DIRECTIONS:
[1] Answer these questions using the article on 2020 US election spending:
(a) According to the Centre's data, how much was spent in the 2016 election?
(b) Which 2010 US Supreme Court decision does Krumholz cite as partly responsible for the rise in money flowing into American politics?
(c) What is the briefing part of?
[2] Write out the part of the article on 2020 US election spending between "That figure is" and "billion in 2008.", inclusive.

TEXT EXCERPT:

---+---

2020 US election breaks spending record
The 2020 United States (US) election has shattered previous election spending, as almost US$11 billion has been used by the candidates, according to an early estimate from the Center for Responsive politics.
The Centre for Responsive Politics is an organisation that looks at the role of money in politics and how it is used in order to advocate for transparency in election and campaign finance in the US.
According to the organisation, candidates are spending record sums on versatile online advertising due to the Covid-19 pandemic as the presidential hopefuls have spent less on travel and events compared to the 2016 election but used more money on media campaigns.
The Center’s US$10.8 billion estimate is based on how much spending has occurred so far and how much additional spending was seen in previous cycles from this point forward.
That figure is expected to increase dramatically in mid-October when congressional candidates report their third-quarter spending figures covering July 1 through to September, 30.
Data from the Centre shows that US$6.5 billion was spent in 2016 while in 2012, US$6.3 billion was used and only US$5.3 billion in 2008.
Briefing global journalists on US campaign finance last week via Zoom, Executive Director, Center for Responsive Politics, Sheila Krumholz said 2020 will ‘without a doubt’ shatter all previous spending records.
“What are they spending all of these millions on? Increasingly the answer is digital advertising. Especially in a time of Covid-19, when we’re all sitting at home, online political ads are a cost-effective way to message and fundraise.”
The briefing is part of the Foreign Press Center Virtual Reporting Tour of the US elections.
Krumholz said this rapid increase in money flowing into American politics was partly due to the US Supreme Court’s landmark decision Citizens United versus Federal Election Commission in 2010 that allowed organisations that are nominally independent of the candidates to raise and spend unlimited sums from any source.
“While this ground breaking decision was based on the notion that the public can see where the money is coming from to deter from the possibility of corruption, this was not and is not true,” she said.
In each cycle since then, Krumholz noted that tens or hundreds of millions of dollars flow in from secret sources to outside groups, including highly political non-disclosing non-profits and Super Political Action Committees (PACs).
“This is what is known as dark money, because if we can’t see it, we’re left in the dark. Already this year, spending by Super PACs and other nominally independent outside groups have reported spending over a billion dollars, nearly as much as the record billion plus spent in the entire 2018 midterm election cycle, and not far behind the record of US$1.4 billion spent in 2016,” said the executive director.

---+---

EXERCISE DATA:
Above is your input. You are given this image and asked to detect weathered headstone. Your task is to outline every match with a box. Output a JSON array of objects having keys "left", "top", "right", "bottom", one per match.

---+---

OUTPUTS IN ORDER:
[1]
(a) US$6.5 billion
(b) Citizens United versus Federal Election Commission
(c) The Foreign Press Center Virtual Reporting Tour of the US elections

[2]
That figure is expected to increase dramatically in mid-October when congressional candidates report their third-quarter spending figures covering July 1 through to September, 30.
Data from the Centre shows that US$6.5 billion was spent in 2016 while in 2012, US$6.3 billion was used and only US$5.3 billion in 2008.